> [Task directions]
If the records include pictures, omit them and set down everything else verbatim.

/---

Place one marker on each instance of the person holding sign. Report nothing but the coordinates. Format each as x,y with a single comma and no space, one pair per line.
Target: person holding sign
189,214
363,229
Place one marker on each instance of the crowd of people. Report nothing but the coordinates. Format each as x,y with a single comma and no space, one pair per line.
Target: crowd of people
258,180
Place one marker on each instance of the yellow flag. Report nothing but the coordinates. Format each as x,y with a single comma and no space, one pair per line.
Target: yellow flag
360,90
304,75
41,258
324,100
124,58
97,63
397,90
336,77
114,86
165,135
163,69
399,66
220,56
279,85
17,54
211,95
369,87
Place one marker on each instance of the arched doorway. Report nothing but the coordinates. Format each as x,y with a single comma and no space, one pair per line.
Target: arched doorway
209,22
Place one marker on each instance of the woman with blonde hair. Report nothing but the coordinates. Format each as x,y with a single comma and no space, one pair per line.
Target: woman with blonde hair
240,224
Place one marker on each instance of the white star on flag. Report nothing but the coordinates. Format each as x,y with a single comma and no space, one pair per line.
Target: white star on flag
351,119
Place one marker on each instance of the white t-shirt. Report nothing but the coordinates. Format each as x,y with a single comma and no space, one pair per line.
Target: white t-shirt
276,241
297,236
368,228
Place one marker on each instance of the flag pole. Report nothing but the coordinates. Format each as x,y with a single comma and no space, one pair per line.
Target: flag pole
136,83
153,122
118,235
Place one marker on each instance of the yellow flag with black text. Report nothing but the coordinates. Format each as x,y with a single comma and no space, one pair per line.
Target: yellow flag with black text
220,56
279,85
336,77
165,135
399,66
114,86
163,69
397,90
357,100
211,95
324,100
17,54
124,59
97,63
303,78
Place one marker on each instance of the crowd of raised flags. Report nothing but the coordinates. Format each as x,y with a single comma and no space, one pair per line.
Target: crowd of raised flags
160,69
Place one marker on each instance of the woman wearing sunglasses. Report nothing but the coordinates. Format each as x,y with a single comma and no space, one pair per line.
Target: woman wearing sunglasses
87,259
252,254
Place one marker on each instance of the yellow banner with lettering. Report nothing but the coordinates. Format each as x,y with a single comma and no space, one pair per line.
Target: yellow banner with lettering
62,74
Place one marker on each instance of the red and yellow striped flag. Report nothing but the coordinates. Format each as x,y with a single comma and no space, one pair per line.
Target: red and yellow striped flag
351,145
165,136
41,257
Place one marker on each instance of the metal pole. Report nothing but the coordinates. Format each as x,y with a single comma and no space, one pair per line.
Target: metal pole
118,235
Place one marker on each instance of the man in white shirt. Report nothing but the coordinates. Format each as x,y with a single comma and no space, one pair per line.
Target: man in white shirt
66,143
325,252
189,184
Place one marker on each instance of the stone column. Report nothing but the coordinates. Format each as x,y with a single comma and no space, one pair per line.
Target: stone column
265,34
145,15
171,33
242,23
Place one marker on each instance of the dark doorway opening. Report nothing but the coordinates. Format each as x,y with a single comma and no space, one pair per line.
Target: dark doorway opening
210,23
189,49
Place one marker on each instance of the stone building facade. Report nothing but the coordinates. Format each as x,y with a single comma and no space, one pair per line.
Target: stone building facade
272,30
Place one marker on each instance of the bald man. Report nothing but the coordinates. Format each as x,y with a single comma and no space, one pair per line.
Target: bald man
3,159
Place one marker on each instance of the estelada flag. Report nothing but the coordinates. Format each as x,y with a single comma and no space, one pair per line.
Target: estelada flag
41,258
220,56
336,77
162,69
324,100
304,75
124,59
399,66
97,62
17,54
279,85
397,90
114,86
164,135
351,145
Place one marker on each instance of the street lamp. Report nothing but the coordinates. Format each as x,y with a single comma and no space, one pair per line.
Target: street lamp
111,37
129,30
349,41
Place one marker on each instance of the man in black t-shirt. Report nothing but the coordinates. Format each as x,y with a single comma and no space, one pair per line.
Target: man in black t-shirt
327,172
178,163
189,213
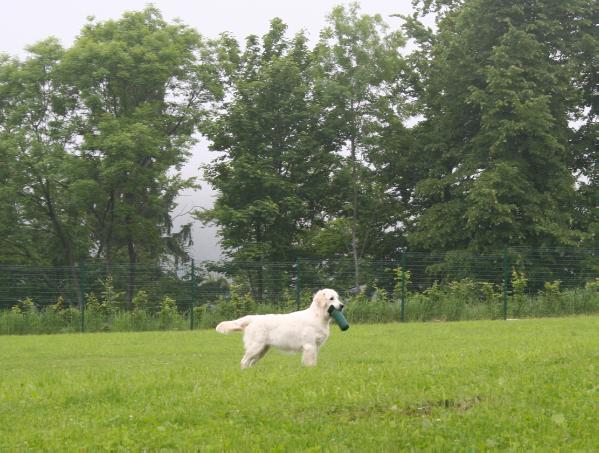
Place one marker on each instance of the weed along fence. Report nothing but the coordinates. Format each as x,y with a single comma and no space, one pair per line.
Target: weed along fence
514,283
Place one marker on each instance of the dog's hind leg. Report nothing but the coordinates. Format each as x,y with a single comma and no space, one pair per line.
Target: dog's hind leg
309,353
253,353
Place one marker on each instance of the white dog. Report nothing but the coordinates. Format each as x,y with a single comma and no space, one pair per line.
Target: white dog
304,331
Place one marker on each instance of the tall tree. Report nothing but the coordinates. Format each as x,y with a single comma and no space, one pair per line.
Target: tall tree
497,96
274,176
144,85
361,73
38,139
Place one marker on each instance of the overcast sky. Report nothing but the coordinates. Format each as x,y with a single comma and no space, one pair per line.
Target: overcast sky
24,22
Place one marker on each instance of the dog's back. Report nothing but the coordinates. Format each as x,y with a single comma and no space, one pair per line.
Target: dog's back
237,325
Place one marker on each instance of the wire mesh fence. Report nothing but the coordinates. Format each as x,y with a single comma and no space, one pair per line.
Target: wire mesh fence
514,283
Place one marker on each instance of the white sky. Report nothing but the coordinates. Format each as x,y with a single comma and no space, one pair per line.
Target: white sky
24,22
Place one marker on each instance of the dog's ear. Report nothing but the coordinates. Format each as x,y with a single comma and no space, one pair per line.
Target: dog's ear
321,299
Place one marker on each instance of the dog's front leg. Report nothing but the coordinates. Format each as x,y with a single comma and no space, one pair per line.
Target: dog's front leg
309,353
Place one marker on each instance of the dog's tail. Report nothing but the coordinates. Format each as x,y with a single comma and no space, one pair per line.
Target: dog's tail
237,325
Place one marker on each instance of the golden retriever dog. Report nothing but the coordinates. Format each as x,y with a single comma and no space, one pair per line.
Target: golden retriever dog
302,331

\---

> [Answer to the problem]
Place one marker on each instance of the person holding sign. Report nothing but the coordinates. Format each as x,y with a single comma and no space, one pair per line.
Target: person holding sign
189,214
363,229
Place one marker on each instance of the crowd of people. Report nothing but the coordinates. Format each as x,y with a single comma and no space, one pair per line.
Target: crowd of people
258,180
Place one marker on each instance of the yellow flag. Report nothing but the coordinates. Format each as x,y with a single comma and no space, one pair per line.
Target: yellow flag
360,90
304,75
41,258
324,100
124,58
97,63
397,90
336,77
114,86
165,135
163,69
399,66
220,56
279,85
17,54
211,95
369,87
Place one marker on each instance of the arched doorway. Report nothing but the coordinates. Format each as x,y with a single comma and no space, one pair per line.
Target: arched doorway
209,22
Place one marker on each instance of the woman with blonde hair. Report nothing but the coordinates. Format each as x,y with a single comma and no space, one pair per line.
Target: woman with blonde hair
240,224
Place one marker on each instance of the white star on flag. Report nothing but the coordinates. Format each as x,y with a single comma and no space, one pair per line.
Target: white star on flag
351,119
Place one marker on each instance of the white t-shirt. Report nothing but the coordinates. Format each as x,y with a single comma and no space, one pair per line.
Target: white t-shirt
276,241
297,236
368,228
Place one marker on each instance of the flag pole. Report nothing but the coordinates. Format each as x,y with a single comma and no space, one pair per line.
Target: flag pole
136,83
153,122
118,235
Place one marker on each instance of the yellow flag with black text. Report nothing but the coordinates. Format each as x,y with a single comma and no space, one pair per line.
Target: yellow flag with black text
220,56
279,85
336,77
165,135
399,66
114,86
163,69
397,90
357,100
211,95
324,100
17,54
124,59
97,63
303,78
Place one marker on each instance of the crowd of raised flags. Report nothing but the coordinates. Format each as x,y with a single comma and no space, one pair per line.
Target: crowd of raised flags
160,69
Place one marker on each instance of the woman wearing sunglasses. Report nothing but the coordinates. Format each as x,y with a single comma and no space, one pair per line.
Target: woman wearing sunglasses
87,259
252,254
Place one marker on each instance of the yellow banner with lettering. Report nothing but the coordinates. Format each as x,y with a single comma and no space, one pair per line.
Target: yellow banner with lettering
62,74
Place one marker on each instance of the red and yellow striped flag. Report nothing but the coordinates. Format each as x,y with a single comma and no space, one pair per line.
Target: red and yellow striped flag
351,145
165,136
41,257
Place one marker on each instance of the metal pole. Report nothing but the coordinates. Format each as x,y with a single comma and no space, one pair per line.
Target: metal pole
118,235
Place one marker on each instance of the man in white shirt. Report nothing but the coordinates. Format each as x,y with a single comma and no space, one pair per line.
Target: man in white shirt
66,143
325,252
189,184
Place one marker on each instance of the stone column. Report nothing but the coordinates. Format each as x,y with a single comma and no space, one pair per line.
Target: stone column
265,34
145,15
171,33
242,23
Place one marker on each instance of the dark doorway opening. Report nothing but the coordinates. Format each as x,y with a single comma and no space, one pair per line.
Target: dark doorway opening
210,23
189,49
Place one marker on each instance of the stone building facade. Report nothing but the coordinates. Format each as x,y with a single comma and no space, one pair per line.
Target: stone building facade
272,30
Place one marker on each instance of the bald man. Report nothing but the coordinates. Format each as x,y with a single comma and no space, one pair per line.
Target: bald man
3,159
Place one marker on each instance of the estelada flag. Report nothing but the coordinates. Format each as x,y with a single comma and no space, one pair per line.
Target: estelada flag
41,258
220,56
336,77
162,69
324,100
304,75
124,59
399,66
97,62
17,54
279,85
397,90
114,86
164,135
351,145
Place one marker on each instance of the street lamp. Report nothing but the coordinates. Format each as x,y with a single comma and no space, one pair per line.
Target: street lamp
111,37
129,30
349,41
Place one marker on each instance of the man in black t-shirt. Report nothing but the coordinates. Format each as x,y with a single comma and no space, one pair per line.
Target: man in black t-shirt
327,172
178,163
189,213
Place one marker on each instance of the weed along fence. Report nothing but the coordinates. Format each as x,y with a single comma and no space, one pair per line.
Target: weed along fence
514,283
Place one marker on each instance of the dog's hind leg. Report nothing but the coordinates. Format each as x,y with a single comma and no space, one pair per line.
Target: dog's hind leg
309,353
253,353
Place one marker on each instance of the white dog. Report nothing but the coordinates. Format each as x,y with a single comma and no space, one pair per line.
Target: white dog
304,331
Place one marker on each instance of the tall tree. Report nothing but the coordinates. Format each as x,y with a single comma and no space, one pair per line.
Target: tall tree
497,96
274,176
144,85
361,73
38,139
Place one marker on each instance of the overcast sky. Report nothing but the coordinates. Format each as x,y with a single comma and no space, one pair per line.
Target: overcast sky
24,22
Place one marker on each instance of the dog's back. Report nothing but the coordinates. Format each as x,y with a single comma and no space, one pair per line.
Target: dog's back
237,325
Place one marker on each instance of the wire mesh fence. Report nothing but the coordinates. Format each as x,y with a single comma and no space, one pair per line.
Target: wire mesh fence
514,283
Place one marker on each instance of the white sky. Report nothing but the coordinates. Format each as x,y with a single comma and no space, one pair per line.
Target: white sky
24,22
Place one marker on each instance of the dog's ear. Report nothing but the coordinates. Format each as x,y with a single comma and no space, one pair per line.
Target: dog's ear
321,299
Place one marker on each instance of the dog's front leg. Report nothing but the coordinates. Format each as x,y with a single comma and no space, one pair per line.
Target: dog's front leg
309,353
Place one marker on each instance of the dog's tail. Report nothing but the coordinates. Format each as x,y with a single comma and no space, one pair per line.
Target: dog's tail
237,325
Place one marker on each instance of the golden retriever dog. Report nothing but the coordinates. Format each as x,y with a single comma and no space, one pair per line.
Target: golden retriever dog
302,331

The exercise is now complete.